DATA EXTRACT:
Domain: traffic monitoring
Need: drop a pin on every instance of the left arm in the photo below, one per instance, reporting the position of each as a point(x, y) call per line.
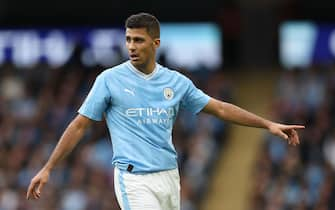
point(235, 114)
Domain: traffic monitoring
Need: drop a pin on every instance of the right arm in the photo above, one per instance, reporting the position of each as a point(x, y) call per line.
point(70, 138)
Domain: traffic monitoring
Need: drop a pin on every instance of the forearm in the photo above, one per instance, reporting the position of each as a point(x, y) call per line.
point(235, 114)
point(70, 138)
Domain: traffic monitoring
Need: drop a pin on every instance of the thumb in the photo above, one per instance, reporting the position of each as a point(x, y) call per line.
point(40, 187)
point(283, 135)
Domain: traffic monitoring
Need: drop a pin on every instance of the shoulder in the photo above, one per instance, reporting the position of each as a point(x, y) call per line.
point(175, 74)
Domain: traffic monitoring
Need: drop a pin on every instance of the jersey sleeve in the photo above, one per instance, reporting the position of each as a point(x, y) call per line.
point(97, 100)
point(194, 99)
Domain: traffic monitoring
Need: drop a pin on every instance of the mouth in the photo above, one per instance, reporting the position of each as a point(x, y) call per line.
point(134, 57)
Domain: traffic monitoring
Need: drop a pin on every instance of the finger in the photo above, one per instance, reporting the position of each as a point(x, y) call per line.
point(30, 189)
point(40, 187)
point(283, 135)
point(295, 126)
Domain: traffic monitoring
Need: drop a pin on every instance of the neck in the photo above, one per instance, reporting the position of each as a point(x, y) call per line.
point(146, 68)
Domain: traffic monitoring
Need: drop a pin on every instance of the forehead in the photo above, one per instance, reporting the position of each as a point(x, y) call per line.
point(133, 32)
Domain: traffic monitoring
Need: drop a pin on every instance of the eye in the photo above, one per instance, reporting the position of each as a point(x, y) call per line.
point(138, 40)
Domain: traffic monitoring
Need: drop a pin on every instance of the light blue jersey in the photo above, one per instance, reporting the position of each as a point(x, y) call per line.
point(140, 111)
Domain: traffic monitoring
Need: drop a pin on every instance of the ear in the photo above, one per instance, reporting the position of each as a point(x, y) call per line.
point(157, 43)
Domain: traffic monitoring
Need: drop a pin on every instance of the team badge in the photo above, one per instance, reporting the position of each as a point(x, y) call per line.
point(168, 93)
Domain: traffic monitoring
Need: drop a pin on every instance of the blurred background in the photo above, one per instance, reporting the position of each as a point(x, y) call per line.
point(274, 58)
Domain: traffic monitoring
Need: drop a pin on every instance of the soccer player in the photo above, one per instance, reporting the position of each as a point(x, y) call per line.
point(140, 100)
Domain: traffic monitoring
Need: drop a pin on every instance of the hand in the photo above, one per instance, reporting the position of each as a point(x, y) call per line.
point(37, 183)
point(287, 132)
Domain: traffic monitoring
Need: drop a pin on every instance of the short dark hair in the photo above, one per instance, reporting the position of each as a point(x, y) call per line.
point(144, 20)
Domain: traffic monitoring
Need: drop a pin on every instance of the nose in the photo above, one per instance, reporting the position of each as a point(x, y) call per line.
point(131, 46)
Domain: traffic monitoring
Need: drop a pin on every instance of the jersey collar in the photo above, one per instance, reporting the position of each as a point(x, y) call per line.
point(141, 74)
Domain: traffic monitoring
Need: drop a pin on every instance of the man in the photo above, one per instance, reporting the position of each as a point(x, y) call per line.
point(140, 100)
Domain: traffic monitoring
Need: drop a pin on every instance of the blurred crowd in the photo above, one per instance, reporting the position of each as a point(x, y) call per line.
point(36, 105)
point(302, 177)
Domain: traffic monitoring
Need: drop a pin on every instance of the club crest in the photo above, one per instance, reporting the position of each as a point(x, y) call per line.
point(168, 93)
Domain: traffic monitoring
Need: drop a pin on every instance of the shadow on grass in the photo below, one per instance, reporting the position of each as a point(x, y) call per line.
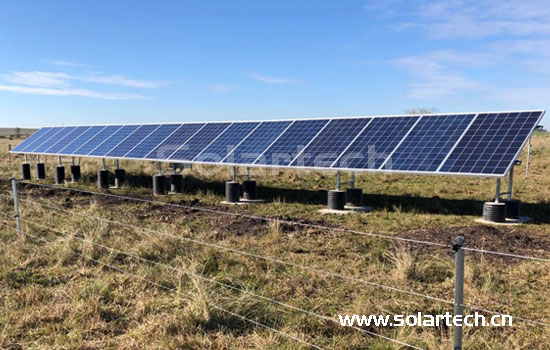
point(540, 212)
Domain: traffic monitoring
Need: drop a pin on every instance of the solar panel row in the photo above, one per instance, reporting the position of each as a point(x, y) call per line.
point(475, 144)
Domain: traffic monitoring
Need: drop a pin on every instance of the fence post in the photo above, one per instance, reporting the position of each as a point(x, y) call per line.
point(459, 289)
point(16, 205)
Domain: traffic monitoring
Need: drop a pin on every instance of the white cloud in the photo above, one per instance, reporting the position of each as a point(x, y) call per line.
point(221, 88)
point(120, 80)
point(271, 80)
point(468, 19)
point(67, 64)
point(68, 92)
point(437, 80)
point(51, 79)
point(37, 78)
point(72, 84)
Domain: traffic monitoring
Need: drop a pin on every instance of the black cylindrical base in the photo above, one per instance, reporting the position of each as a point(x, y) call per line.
point(158, 185)
point(120, 177)
point(40, 171)
point(103, 179)
point(75, 173)
point(336, 200)
point(60, 175)
point(354, 197)
point(176, 183)
point(26, 171)
point(249, 190)
point(513, 208)
point(494, 212)
point(232, 192)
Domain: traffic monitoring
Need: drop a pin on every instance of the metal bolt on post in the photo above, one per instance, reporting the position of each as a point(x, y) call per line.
point(16, 205)
point(459, 289)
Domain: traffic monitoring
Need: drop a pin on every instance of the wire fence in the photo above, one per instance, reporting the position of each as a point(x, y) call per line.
point(30, 224)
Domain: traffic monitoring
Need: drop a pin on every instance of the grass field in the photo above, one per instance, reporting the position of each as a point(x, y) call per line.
point(52, 296)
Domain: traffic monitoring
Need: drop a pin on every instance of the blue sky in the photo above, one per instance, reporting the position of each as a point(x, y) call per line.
point(72, 62)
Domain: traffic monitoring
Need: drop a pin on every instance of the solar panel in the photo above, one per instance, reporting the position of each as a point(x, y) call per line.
point(81, 140)
point(152, 141)
point(115, 139)
point(291, 142)
point(482, 144)
point(223, 145)
point(375, 143)
point(31, 139)
point(96, 140)
point(429, 142)
point(174, 141)
point(59, 145)
point(491, 143)
point(131, 141)
point(255, 144)
point(327, 146)
point(62, 132)
point(199, 141)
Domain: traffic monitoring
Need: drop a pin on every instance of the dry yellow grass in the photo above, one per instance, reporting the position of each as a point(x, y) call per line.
point(53, 297)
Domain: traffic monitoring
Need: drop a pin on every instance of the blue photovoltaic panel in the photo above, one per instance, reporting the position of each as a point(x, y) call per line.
point(152, 141)
point(82, 139)
point(53, 139)
point(97, 140)
point(174, 141)
point(491, 144)
point(375, 143)
point(297, 136)
point(115, 139)
point(47, 136)
point(199, 141)
point(29, 140)
point(330, 142)
point(64, 141)
point(256, 143)
point(428, 144)
point(223, 145)
point(132, 141)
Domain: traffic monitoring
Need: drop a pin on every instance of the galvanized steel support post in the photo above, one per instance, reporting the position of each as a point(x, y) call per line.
point(16, 205)
point(459, 290)
point(510, 183)
point(497, 192)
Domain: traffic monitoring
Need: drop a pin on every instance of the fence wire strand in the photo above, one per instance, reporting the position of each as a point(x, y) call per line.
point(247, 216)
point(258, 256)
point(225, 285)
point(289, 336)
point(267, 258)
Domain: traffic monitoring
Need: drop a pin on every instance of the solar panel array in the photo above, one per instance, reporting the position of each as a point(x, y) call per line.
point(482, 144)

OBJECTIVE: Please reproduce all of the data above word for word, omitting the pictures.

TASK OUTPUT:
Domain: traffic monitoring
Need: drop a pin on every instance of the left arm in the photo below, one per instance, reporting the position of each as a point(x, y) call per line.
point(235, 114)
Domain: traffic monitoring
Need: drop a pin on every instance of the right arm in the photo above, one per instance, reporting the position of each as a point(x, y) call per line.
point(70, 138)
Domain: traffic monitoring
Need: drop a pin on every instance of the forearm in the photo above, one per instance, reporting the position of each as a point(x, y) call per line.
point(235, 114)
point(70, 138)
Domain: traffic monitoring
Need: drop a pin on every instance of the thumb in the photo above, one per instance, reporting the position of each as a point(x, y) call per line.
point(40, 187)
point(283, 135)
Domain: traffic monitoring
Need: drop a pin on every instance of the shoulder in the photo above, one per instance, reporting the position of each as a point(x, y) call per line.
point(175, 74)
Domain: traffic monitoring
Need: drop a pin on every instance of the jersey sleeve in the photo above, one per instance, reporting the position of each as a point(x, y) call per line.
point(97, 100)
point(194, 99)
Domain: traffic monitoring
Need: drop a pin on every instance of the mouth in the photo above, one per instance, reporting the position of each as a point(x, y) call per line.
point(134, 57)
Domain: traffic monitoring
Need: drop a pin on every instance of the finger in the photo above, one per instance, reporting the position of each as a point(x, y) call per line.
point(30, 189)
point(40, 187)
point(283, 135)
point(295, 126)
Domain: traffic monitoring
Need: drop a pin on every instance of the neck in the photo above, one per instance, reporting the position of each as a point(x, y) call per line.
point(146, 68)
Domain: traffic monitoring
Need: drop a pin on every instance of the forehead in the photo above, one per instance, reporting the position of each as a point(x, y) call per line.
point(133, 32)
Domain: traffic monitoring
Need: drop a pin on every instance of the eye in the photo above, one per instance, reporting the position of each as a point(x, y) call per line.
point(138, 40)
Domain: traffic monitoring
Need: drop a pin on every instance of the light blue jersey in the photo above, one per instance, reporting the position of each as a point(x, y) call per line.
point(140, 111)
Domain: traffic monitoring
Need: drop a pin on every instance of the ear in the photo above, one per instance, reporting the position of each as a point(x, y) call per line.
point(157, 43)
Domain: traffic monitoring
Need: drop a pin on every instance of the team badge in the photo above, one per instance, reporting the position of each as a point(x, y) call per line.
point(168, 93)
Domain: traffic monitoring
Need: drop a pin on every instance of the blurred background in the photo above, one per instance, reporting the position of each as a point(x, y) call per line.
point(274, 58)
Domain: traffic monitoring
Need: drop a pin on every instance of the soccer player in the photo above, one per instance, reporting the position of each as a point(x, y) call per line.
point(140, 100)
Domain: traffic monitoring
Need: drop a pin on every instance of the hand in the photo above, one per instance, reporting the position of each as a point(x, y) call per line.
point(37, 183)
point(287, 132)
Domain: traffic monitoring
Need: drop a pin on every instance of the short dark hair in the photo above, one per instance, reporting the position of each as a point(x, y) call per line.
point(144, 20)
Domain: traffic monitoring
Need: drop a pin on every instance of the nose in the photo above, one per instance, reporting the position of each as a point(x, y) call per line.
point(131, 46)
Domain: traffic monitoring
Need: drop a pin on every instance of the jersey collar in the photo above, one per instance, reporting the position of each as a point(x, y) call per line.
point(141, 74)
Domain: traffic monitoring
Need: drop a pin on every instance of the man in the photo above, one per instance, reporting the position of each as a point(x, y) call per line.
point(140, 100)
Domain: traffic monitoring
Need: drop a pin on every instance of the blurred crowd in the photo above, one per instance, reporting the position of each as a point(x, y) call per line.
point(36, 105)
point(302, 177)
Domain: traffic monitoring
Need: drop a pin on every instance of the club crest in the photo above, one per instance, reporting the position of each as a point(x, y) call per line.
point(168, 93)
Domain: traffic monitoring
Need: drop a pin on every instance of the shadow on grass in the photo below, one per instance, reporting the position of each as a point(x, y) call per line.
point(540, 212)
Domain: traffic monitoring
Need: drop a pin on every instance of the solar panel row in the photo above, one per instance, reporting the position of each as a point(x, y) call per line.
point(475, 144)
Domain: traffic monitoring
Need: drop a pin on every instance of the fence post in the photo above, one per instance, reporting the position of each as a point(x, y) call per line.
point(459, 289)
point(16, 205)
Domain: traffic monitoring
Need: drop a pin on every instance of the white cloud in the photo above, one per instance, reporting the position of each as a point(x, y) call per line.
point(221, 88)
point(120, 80)
point(271, 80)
point(468, 19)
point(67, 64)
point(68, 92)
point(437, 80)
point(51, 79)
point(37, 78)
point(72, 84)
Domain: traffic monitoring
Need: drop a pin on every instance of the black cylindrical base in the photo above, one per instance, reporting the position of each as a point(x, y) call per line.
point(158, 185)
point(120, 177)
point(40, 171)
point(103, 179)
point(75, 173)
point(336, 200)
point(60, 175)
point(354, 197)
point(176, 183)
point(26, 171)
point(249, 190)
point(513, 208)
point(494, 212)
point(232, 192)
Domain: traffic monitoring
Need: drop a pin on every instance of the metal bolt on post in the photo above, one per instance, reporting the position of each as a point(x, y) call per line.
point(16, 205)
point(459, 289)
Domain: traffic monitoring
Need: drop a pin on every instance of the wire fence in the photo above, one per instance, reporting the position of each as a point(x, y) call per line.
point(30, 224)
Domain: traffic monitoring
Need: drop a pin on every instance of the grass field in the photo above, one per instance, reporting the position of each as a point(x, y) call per line.
point(52, 296)
Domain: traffic monitoring
Need: drop a pin on every instance of the blue sky in the photo above, one per instance, reporting the position of each as a point(x, y) call per line.
point(72, 62)
Domain: traffic monitoring
Need: drop a pin on every instance of the solar panel in the photo above, one per instance, reporting the position of each as a point(x, y) call per line.
point(81, 140)
point(152, 141)
point(115, 139)
point(291, 142)
point(482, 144)
point(223, 145)
point(375, 143)
point(31, 139)
point(96, 140)
point(429, 142)
point(174, 141)
point(59, 145)
point(491, 143)
point(131, 141)
point(255, 144)
point(327, 146)
point(62, 132)
point(199, 141)
Domain: traffic monitoring
Need: drop a pin on every instance of the dry yellow grass in the photo above, one per instance, reporting the position of each as a point(x, y) call per line.
point(53, 297)
Domain: traffic monitoring
Need: drop a pin on every instance of the blue photovoltaic panel in the photo above, one per instance, reporting the position of each as a point(x, y) call per line.
point(152, 141)
point(82, 139)
point(53, 139)
point(97, 140)
point(174, 141)
point(491, 144)
point(375, 143)
point(297, 136)
point(115, 139)
point(47, 136)
point(199, 141)
point(29, 140)
point(330, 142)
point(64, 141)
point(256, 143)
point(428, 144)
point(223, 145)
point(132, 141)
Domain: traffic monitoring
Need: drop a pin on every instance of the galvanized steel support post in the photo above, one per instance, reporting the position of each as a point(x, y) call per line.
point(16, 205)
point(459, 290)
point(510, 183)
point(497, 192)
Domain: traffic monitoring
Need: drop a pin on every instance of the fence wire strand in the photo above, one per instance, reporting the position of each as a point(x, y) call per line.
point(247, 216)
point(258, 256)
point(225, 285)
point(289, 336)
point(267, 258)
Domain: traffic monitoring
Need: drop a pin on every instance of the solar panel array in the photo above, one per instance, reporting the position of each as a point(x, y) call per line.
point(482, 144)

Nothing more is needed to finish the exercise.